#### Data for the task

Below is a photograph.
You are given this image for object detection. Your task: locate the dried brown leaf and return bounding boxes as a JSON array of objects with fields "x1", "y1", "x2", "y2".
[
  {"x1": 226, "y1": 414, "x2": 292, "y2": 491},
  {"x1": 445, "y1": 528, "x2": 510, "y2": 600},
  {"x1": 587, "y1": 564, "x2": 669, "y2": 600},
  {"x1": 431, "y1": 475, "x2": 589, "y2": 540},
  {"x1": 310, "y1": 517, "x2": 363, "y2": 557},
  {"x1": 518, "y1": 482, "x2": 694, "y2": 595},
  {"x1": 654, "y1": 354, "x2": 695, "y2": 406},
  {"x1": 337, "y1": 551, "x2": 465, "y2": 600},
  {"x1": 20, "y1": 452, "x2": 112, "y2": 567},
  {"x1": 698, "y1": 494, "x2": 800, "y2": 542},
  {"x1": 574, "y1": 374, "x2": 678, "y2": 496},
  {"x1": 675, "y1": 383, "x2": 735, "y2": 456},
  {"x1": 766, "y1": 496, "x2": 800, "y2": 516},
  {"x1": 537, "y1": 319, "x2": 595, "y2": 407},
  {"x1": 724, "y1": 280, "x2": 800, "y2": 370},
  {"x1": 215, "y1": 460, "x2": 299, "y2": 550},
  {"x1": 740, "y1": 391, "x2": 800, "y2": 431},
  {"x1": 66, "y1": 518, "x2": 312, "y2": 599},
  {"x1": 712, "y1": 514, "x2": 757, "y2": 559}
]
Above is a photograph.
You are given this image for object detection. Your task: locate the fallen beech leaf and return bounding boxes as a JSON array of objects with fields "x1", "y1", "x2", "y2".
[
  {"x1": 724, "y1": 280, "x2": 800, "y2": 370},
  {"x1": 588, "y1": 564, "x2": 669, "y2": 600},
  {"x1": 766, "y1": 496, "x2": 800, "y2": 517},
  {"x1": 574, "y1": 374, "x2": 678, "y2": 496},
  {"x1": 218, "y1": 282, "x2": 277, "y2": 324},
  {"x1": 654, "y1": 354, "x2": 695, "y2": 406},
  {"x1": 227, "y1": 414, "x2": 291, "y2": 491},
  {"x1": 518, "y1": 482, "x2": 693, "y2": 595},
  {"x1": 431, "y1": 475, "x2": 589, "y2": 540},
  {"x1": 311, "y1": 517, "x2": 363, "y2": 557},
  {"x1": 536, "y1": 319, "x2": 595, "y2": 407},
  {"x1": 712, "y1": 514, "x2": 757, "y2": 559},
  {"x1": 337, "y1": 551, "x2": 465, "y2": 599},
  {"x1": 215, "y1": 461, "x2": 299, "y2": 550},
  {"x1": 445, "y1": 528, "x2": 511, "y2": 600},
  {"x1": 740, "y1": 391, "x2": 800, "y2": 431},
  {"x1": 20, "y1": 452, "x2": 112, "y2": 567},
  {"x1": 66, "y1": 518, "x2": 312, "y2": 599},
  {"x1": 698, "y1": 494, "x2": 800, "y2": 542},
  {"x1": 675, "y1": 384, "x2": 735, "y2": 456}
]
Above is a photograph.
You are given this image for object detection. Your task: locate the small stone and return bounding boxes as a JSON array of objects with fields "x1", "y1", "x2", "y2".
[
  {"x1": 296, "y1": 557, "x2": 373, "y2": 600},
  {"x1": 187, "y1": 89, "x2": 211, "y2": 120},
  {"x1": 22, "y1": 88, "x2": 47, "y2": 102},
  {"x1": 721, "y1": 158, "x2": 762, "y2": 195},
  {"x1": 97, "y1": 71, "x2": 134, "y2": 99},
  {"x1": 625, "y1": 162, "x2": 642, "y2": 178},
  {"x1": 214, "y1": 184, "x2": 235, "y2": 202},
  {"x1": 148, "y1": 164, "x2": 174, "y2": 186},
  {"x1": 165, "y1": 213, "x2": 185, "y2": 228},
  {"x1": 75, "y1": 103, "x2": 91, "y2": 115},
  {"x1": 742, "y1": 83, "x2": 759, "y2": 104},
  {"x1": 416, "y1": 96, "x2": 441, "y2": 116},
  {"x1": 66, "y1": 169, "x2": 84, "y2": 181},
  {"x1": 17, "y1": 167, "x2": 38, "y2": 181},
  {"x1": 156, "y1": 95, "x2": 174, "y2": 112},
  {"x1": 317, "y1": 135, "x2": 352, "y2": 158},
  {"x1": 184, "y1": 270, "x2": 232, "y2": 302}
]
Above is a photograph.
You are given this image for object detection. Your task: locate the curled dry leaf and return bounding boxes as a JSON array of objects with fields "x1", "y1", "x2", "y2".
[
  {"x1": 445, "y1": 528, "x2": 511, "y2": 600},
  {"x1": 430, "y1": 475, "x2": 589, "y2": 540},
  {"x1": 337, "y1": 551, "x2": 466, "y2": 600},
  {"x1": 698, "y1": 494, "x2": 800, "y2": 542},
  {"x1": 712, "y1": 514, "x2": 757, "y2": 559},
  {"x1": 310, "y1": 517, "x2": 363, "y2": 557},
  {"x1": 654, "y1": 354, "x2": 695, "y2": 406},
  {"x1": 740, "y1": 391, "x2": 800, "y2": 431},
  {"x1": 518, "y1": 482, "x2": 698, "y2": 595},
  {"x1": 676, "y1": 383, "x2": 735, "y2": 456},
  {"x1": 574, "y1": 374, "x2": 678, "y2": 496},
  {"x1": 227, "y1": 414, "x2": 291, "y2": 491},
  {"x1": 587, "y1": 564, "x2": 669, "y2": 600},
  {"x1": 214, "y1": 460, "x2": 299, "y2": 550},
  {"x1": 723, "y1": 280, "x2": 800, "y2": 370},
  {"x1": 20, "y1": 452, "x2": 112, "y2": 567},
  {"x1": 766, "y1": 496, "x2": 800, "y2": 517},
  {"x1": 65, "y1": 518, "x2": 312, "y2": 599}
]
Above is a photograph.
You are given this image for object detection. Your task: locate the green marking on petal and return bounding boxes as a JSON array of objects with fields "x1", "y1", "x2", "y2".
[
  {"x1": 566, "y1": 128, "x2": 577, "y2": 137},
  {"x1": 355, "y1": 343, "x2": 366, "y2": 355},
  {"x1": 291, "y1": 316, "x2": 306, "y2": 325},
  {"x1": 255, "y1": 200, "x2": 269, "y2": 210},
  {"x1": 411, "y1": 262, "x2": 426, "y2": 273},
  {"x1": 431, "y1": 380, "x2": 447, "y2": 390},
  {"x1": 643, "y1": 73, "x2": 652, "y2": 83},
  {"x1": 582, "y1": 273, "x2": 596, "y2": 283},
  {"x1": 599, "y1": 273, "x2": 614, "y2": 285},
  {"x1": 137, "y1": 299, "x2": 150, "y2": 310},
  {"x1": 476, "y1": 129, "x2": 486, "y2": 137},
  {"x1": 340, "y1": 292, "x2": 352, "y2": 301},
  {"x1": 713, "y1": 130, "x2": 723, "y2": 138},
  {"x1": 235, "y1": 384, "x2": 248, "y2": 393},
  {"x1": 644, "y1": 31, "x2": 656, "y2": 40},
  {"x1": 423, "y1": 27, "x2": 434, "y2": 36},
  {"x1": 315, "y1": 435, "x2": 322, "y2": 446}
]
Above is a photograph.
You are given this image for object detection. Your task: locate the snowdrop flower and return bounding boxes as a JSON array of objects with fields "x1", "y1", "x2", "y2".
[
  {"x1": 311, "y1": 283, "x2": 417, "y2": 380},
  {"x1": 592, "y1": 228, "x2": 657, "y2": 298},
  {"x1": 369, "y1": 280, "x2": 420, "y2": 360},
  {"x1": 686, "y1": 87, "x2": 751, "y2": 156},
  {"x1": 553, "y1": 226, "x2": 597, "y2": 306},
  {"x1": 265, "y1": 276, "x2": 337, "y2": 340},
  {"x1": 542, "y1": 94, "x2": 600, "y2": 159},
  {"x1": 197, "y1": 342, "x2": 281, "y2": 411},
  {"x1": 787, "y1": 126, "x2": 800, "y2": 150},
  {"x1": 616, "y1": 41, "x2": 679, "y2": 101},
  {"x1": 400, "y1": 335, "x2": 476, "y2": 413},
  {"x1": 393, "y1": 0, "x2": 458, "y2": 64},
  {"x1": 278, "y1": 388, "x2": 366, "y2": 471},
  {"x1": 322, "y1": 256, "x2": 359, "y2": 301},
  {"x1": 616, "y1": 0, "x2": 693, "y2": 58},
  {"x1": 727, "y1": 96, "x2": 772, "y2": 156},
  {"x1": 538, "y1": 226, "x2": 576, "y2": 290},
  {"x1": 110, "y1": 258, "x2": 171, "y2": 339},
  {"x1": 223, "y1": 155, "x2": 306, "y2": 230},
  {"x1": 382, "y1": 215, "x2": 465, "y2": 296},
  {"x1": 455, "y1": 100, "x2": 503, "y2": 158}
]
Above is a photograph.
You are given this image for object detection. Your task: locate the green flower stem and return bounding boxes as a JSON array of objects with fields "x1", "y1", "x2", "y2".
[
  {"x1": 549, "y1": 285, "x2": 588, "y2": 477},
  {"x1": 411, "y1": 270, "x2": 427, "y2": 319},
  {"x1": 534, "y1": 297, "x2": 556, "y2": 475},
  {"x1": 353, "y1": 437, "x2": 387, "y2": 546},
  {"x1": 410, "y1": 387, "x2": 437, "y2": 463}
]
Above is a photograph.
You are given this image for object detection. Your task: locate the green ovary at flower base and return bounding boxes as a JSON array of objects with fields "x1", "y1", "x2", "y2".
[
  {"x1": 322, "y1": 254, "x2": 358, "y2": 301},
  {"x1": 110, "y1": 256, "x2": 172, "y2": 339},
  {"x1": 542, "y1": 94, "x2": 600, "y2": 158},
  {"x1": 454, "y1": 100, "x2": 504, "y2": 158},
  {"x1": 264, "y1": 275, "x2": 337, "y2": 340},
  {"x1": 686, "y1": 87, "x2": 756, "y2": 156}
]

#### What is being asked
Beginning with the line in which "the green flower" appears, print each remaining line of the listing exactly, the last line included.

#### Exercise output
You are given this image for object detection. Your task: locate the green flower stem and return bounding boxes as a JSON array of objects with fields "x1", "y1", "x2", "y2".
[
  {"x1": 549, "y1": 285, "x2": 588, "y2": 477},
  {"x1": 411, "y1": 270, "x2": 427, "y2": 319},
  {"x1": 534, "y1": 297, "x2": 556, "y2": 475},
  {"x1": 353, "y1": 437, "x2": 387, "y2": 546},
  {"x1": 410, "y1": 387, "x2": 437, "y2": 463}
]
Above is a photograph.
You are given this image for object detection. Your task: locate the green ovary at flower base and return bounding boxes as a JSON array of objects with fields "x1", "y1", "x2", "y2".
[
  {"x1": 322, "y1": 254, "x2": 358, "y2": 301},
  {"x1": 110, "y1": 256, "x2": 172, "y2": 339},
  {"x1": 542, "y1": 94, "x2": 600, "y2": 158},
  {"x1": 454, "y1": 100, "x2": 504, "y2": 158},
  {"x1": 264, "y1": 275, "x2": 337, "y2": 340},
  {"x1": 686, "y1": 87, "x2": 756, "y2": 156}
]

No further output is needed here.